Please give an exact transcription of the lines below, from the one that contains "of the barren" to the very last, with no other lines.

**** Provided records ****

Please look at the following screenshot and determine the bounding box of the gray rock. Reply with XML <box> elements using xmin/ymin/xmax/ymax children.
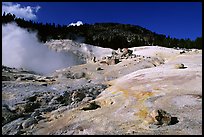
<box><xmin>71</xmin><ymin>91</ymin><xmax>86</xmax><ymax>102</ymax></box>
<box><xmin>92</xmin><ymin>90</ymin><xmax>100</xmax><ymax>96</ymax></box>
<box><xmin>15</xmin><ymin>77</ymin><xmax>22</xmax><ymax>81</ymax></box>
<box><xmin>88</xmin><ymin>88</ymin><xmax>94</xmax><ymax>93</ymax></box>
<box><xmin>36</xmin><ymin>96</ymin><xmax>52</xmax><ymax>106</ymax></box>
<box><xmin>92</xmin><ymin>56</ymin><xmax>97</xmax><ymax>63</ymax></box>
<box><xmin>87</xmin><ymin>80</ymin><xmax>92</xmax><ymax>83</ymax></box>
<box><xmin>82</xmin><ymin>96</ymin><xmax>93</xmax><ymax>102</ymax></box>
<box><xmin>175</xmin><ymin>63</ymin><xmax>186</xmax><ymax>69</ymax></box>
<box><xmin>41</xmin><ymin>83</ymin><xmax>48</xmax><ymax>86</ymax></box>
<box><xmin>20</xmin><ymin>75</ymin><xmax>36</xmax><ymax>81</ymax></box>
<box><xmin>2</xmin><ymin>75</ymin><xmax>13</xmax><ymax>81</ymax></box>
<box><xmin>107</xmin><ymin>58</ymin><xmax>120</xmax><ymax>65</ymax></box>
<box><xmin>112</xmin><ymin>51</ymin><xmax>118</xmax><ymax>56</ymax></box>
<box><xmin>101</xmin><ymin>56</ymin><xmax>107</xmax><ymax>60</ymax></box>
<box><xmin>2</xmin><ymin>118</ymin><xmax>24</xmax><ymax>135</ymax></box>
<box><xmin>34</xmin><ymin>115</ymin><xmax>44</xmax><ymax>121</ymax></box>
<box><xmin>2</xmin><ymin>105</ymin><xmax>21</xmax><ymax>126</ymax></box>
<box><xmin>150</xmin><ymin>109</ymin><xmax>172</xmax><ymax>126</ymax></box>
<box><xmin>180</xmin><ymin>51</ymin><xmax>185</xmax><ymax>54</ymax></box>
<box><xmin>72</xmin><ymin>72</ymin><xmax>86</xmax><ymax>79</ymax></box>
<box><xmin>96</xmin><ymin>67</ymin><xmax>103</xmax><ymax>71</ymax></box>
<box><xmin>22</xmin><ymin>118</ymin><xmax>37</xmax><ymax>129</ymax></box>
<box><xmin>27</xmin><ymin>95</ymin><xmax>38</xmax><ymax>102</ymax></box>
<box><xmin>49</xmin><ymin>98</ymin><xmax>59</xmax><ymax>105</ymax></box>
<box><xmin>131</xmin><ymin>54</ymin><xmax>137</xmax><ymax>58</ymax></box>
<box><xmin>24</xmin><ymin>102</ymin><xmax>41</xmax><ymax>113</ymax></box>
<box><xmin>81</xmin><ymin>101</ymin><xmax>101</xmax><ymax>111</ymax></box>
<box><xmin>31</xmin><ymin>110</ymin><xmax>41</xmax><ymax>117</ymax></box>
<box><xmin>52</xmin><ymin>106</ymin><xmax>69</xmax><ymax>114</ymax></box>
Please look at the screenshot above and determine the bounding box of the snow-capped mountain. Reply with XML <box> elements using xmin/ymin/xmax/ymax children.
<box><xmin>68</xmin><ymin>21</ymin><xmax>83</xmax><ymax>27</ymax></box>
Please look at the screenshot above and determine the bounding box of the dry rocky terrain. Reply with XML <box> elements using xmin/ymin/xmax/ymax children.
<box><xmin>2</xmin><ymin>41</ymin><xmax>202</xmax><ymax>135</ymax></box>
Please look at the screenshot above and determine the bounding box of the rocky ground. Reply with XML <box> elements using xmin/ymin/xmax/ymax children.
<box><xmin>2</xmin><ymin>44</ymin><xmax>202</xmax><ymax>135</ymax></box>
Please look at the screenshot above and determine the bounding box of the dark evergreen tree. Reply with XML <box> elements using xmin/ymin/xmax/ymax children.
<box><xmin>2</xmin><ymin>12</ymin><xmax>202</xmax><ymax>49</ymax></box>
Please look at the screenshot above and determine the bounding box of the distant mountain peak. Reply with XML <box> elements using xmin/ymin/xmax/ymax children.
<box><xmin>68</xmin><ymin>21</ymin><xmax>83</xmax><ymax>27</ymax></box>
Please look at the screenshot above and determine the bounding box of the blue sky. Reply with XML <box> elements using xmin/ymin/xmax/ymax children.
<box><xmin>3</xmin><ymin>2</ymin><xmax>202</xmax><ymax>40</ymax></box>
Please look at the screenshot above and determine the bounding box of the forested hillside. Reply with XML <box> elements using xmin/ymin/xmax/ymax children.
<box><xmin>2</xmin><ymin>12</ymin><xmax>202</xmax><ymax>49</ymax></box>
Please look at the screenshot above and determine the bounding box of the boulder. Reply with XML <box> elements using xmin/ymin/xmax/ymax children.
<box><xmin>150</xmin><ymin>109</ymin><xmax>172</xmax><ymax>126</ymax></box>
<box><xmin>180</xmin><ymin>51</ymin><xmax>185</xmax><ymax>54</ymax></box>
<box><xmin>71</xmin><ymin>91</ymin><xmax>86</xmax><ymax>102</ymax></box>
<box><xmin>30</xmin><ymin>110</ymin><xmax>41</xmax><ymax>117</ymax></box>
<box><xmin>101</xmin><ymin>56</ymin><xmax>107</xmax><ymax>60</ymax></box>
<box><xmin>24</xmin><ymin>102</ymin><xmax>41</xmax><ymax>113</ymax></box>
<box><xmin>54</xmin><ymin>92</ymin><xmax>72</xmax><ymax>106</ymax></box>
<box><xmin>121</xmin><ymin>48</ymin><xmax>133</xmax><ymax>57</ymax></box>
<box><xmin>174</xmin><ymin>63</ymin><xmax>186</xmax><ymax>69</ymax></box>
<box><xmin>99</xmin><ymin>61</ymin><xmax>109</xmax><ymax>65</ymax></box>
<box><xmin>2</xmin><ymin>75</ymin><xmax>12</xmax><ymax>81</ymax></box>
<box><xmin>82</xmin><ymin>96</ymin><xmax>94</xmax><ymax>103</ymax></box>
<box><xmin>107</xmin><ymin>58</ymin><xmax>120</xmax><ymax>65</ymax></box>
<box><xmin>2</xmin><ymin>118</ymin><xmax>24</xmax><ymax>135</ymax></box>
<box><xmin>112</xmin><ymin>51</ymin><xmax>118</xmax><ymax>56</ymax></box>
<box><xmin>49</xmin><ymin>96</ymin><xmax>61</xmax><ymax>105</ymax></box>
<box><xmin>81</xmin><ymin>101</ymin><xmax>101</xmax><ymax>111</ymax></box>
<box><xmin>96</xmin><ymin>67</ymin><xmax>103</xmax><ymax>71</ymax></box>
<box><xmin>22</xmin><ymin>118</ymin><xmax>37</xmax><ymax>129</ymax></box>
<box><xmin>72</xmin><ymin>72</ymin><xmax>86</xmax><ymax>79</ymax></box>
<box><xmin>2</xmin><ymin>105</ymin><xmax>21</xmax><ymax>126</ymax></box>
<box><xmin>92</xmin><ymin>56</ymin><xmax>97</xmax><ymax>63</ymax></box>
<box><xmin>27</xmin><ymin>95</ymin><xmax>38</xmax><ymax>102</ymax></box>
<box><xmin>19</xmin><ymin>75</ymin><xmax>36</xmax><ymax>81</ymax></box>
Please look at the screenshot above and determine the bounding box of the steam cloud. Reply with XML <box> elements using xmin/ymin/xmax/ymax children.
<box><xmin>2</xmin><ymin>23</ymin><xmax>83</xmax><ymax>75</ymax></box>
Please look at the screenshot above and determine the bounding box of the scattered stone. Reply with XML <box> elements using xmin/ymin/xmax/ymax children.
<box><xmin>121</xmin><ymin>48</ymin><xmax>129</xmax><ymax>56</ymax></box>
<box><xmin>22</xmin><ymin>118</ymin><xmax>37</xmax><ymax>129</ymax></box>
<box><xmin>20</xmin><ymin>75</ymin><xmax>36</xmax><ymax>81</ymax></box>
<box><xmin>82</xmin><ymin>96</ymin><xmax>94</xmax><ymax>103</ymax></box>
<box><xmin>81</xmin><ymin>101</ymin><xmax>101</xmax><ymax>111</ymax></box>
<box><xmin>127</xmin><ymin>49</ymin><xmax>133</xmax><ymax>55</ymax></box>
<box><xmin>72</xmin><ymin>72</ymin><xmax>86</xmax><ymax>79</ymax></box>
<box><xmin>150</xmin><ymin>109</ymin><xmax>173</xmax><ymax>126</ymax></box>
<box><xmin>101</xmin><ymin>56</ymin><xmax>107</xmax><ymax>60</ymax></box>
<box><xmin>41</xmin><ymin>83</ymin><xmax>48</xmax><ymax>86</ymax></box>
<box><xmin>36</xmin><ymin>96</ymin><xmax>52</xmax><ymax>106</ymax></box>
<box><xmin>31</xmin><ymin>110</ymin><xmax>41</xmax><ymax>117</ymax></box>
<box><xmin>2</xmin><ymin>75</ymin><xmax>12</xmax><ymax>81</ymax></box>
<box><xmin>92</xmin><ymin>56</ymin><xmax>97</xmax><ymax>63</ymax></box>
<box><xmin>49</xmin><ymin>96</ymin><xmax>60</xmax><ymax>105</ymax></box>
<box><xmin>16</xmin><ymin>77</ymin><xmax>22</xmax><ymax>81</ymax></box>
<box><xmin>71</xmin><ymin>91</ymin><xmax>86</xmax><ymax>102</ymax></box>
<box><xmin>25</xmin><ymin>102</ymin><xmax>41</xmax><ymax>113</ymax></box>
<box><xmin>99</xmin><ymin>61</ymin><xmax>109</xmax><ymax>65</ymax></box>
<box><xmin>55</xmin><ymin>93</ymin><xmax>72</xmax><ymax>106</ymax></box>
<box><xmin>2</xmin><ymin>105</ymin><xmax>21</xmax><ymax>126</ymax></box>
<box><xmin>27</xmin><ymin>95</ymin><xmax>38</xmax><ymax>102</ymax></box>
<box><xmin>87</xmin><ymin>80</ymin><xmax>92</xmax><ymax>83</ymax></box>
<box><xmin>175</xmin><ymin>63</ymin><xmax>186</xmax><ymax>69</ymax></box>
<box><xmin>180</xmin><ymin>51</ymin><xmax>185</xmax><ymax>54</ymax></box>
<box><xmin>97</xmin><ymin>48</ymin><xmax>136</xmax><ymax>65</ymax></box>
<box><xmin>37</xmin><ymin>105</ymin><xmax>57</xmax><ymax>113</ymax></box>
<box><xmin>107</xmin><ymin>58</ymin><xmax>120</xmax><ymax>65</ymax></box>
<box><xmin>96</xmin><ymin>67</ymin><xmax>103</xmax><ymax>71</ymax></box>
<box><xmin>131</xmin><ymin>54</ymin><xmax>137</xmax><ymax>58</ymax></box>
<box><xmin>2</xmin><ymin>118</ymin><xmax>24</xmax><ymax>135</ymax></box>
<box><xmin>37</xmin><ymin>79</ymin><xmax>46</xmax><ymax>82</ymax></box>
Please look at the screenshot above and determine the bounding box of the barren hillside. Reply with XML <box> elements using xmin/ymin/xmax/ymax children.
<box><xmin>2</xmin><ymin>42</ymin><xmax>202</xmax><ymax>135</ymax></box>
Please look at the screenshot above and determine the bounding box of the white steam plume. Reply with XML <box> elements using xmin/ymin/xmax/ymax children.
<box><xmin>2</xmin><ymin>23</ymin><xmax>83</xmax><ymax>75</ymax></box>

****

Response for this exercise »
Please look at the screenshot above and determine the bounding box of the barren hillside. Reply with XML <box> elements using xmin/ymin/xmax/ymax children.
<box><xmin>2</xmin><ymin>42</ymin><xmax>202</xmax><ymax>135</ymax></box>
Please look at the screenshot above and determine the bounding box of the white steam plume. Reply with XML <box> elements using xmin/ymin/xmax/ymax children.
<box><xmin>2</xmin><ymin>23</ymin><xmax>83</xmax><ymax>75</ymax></box>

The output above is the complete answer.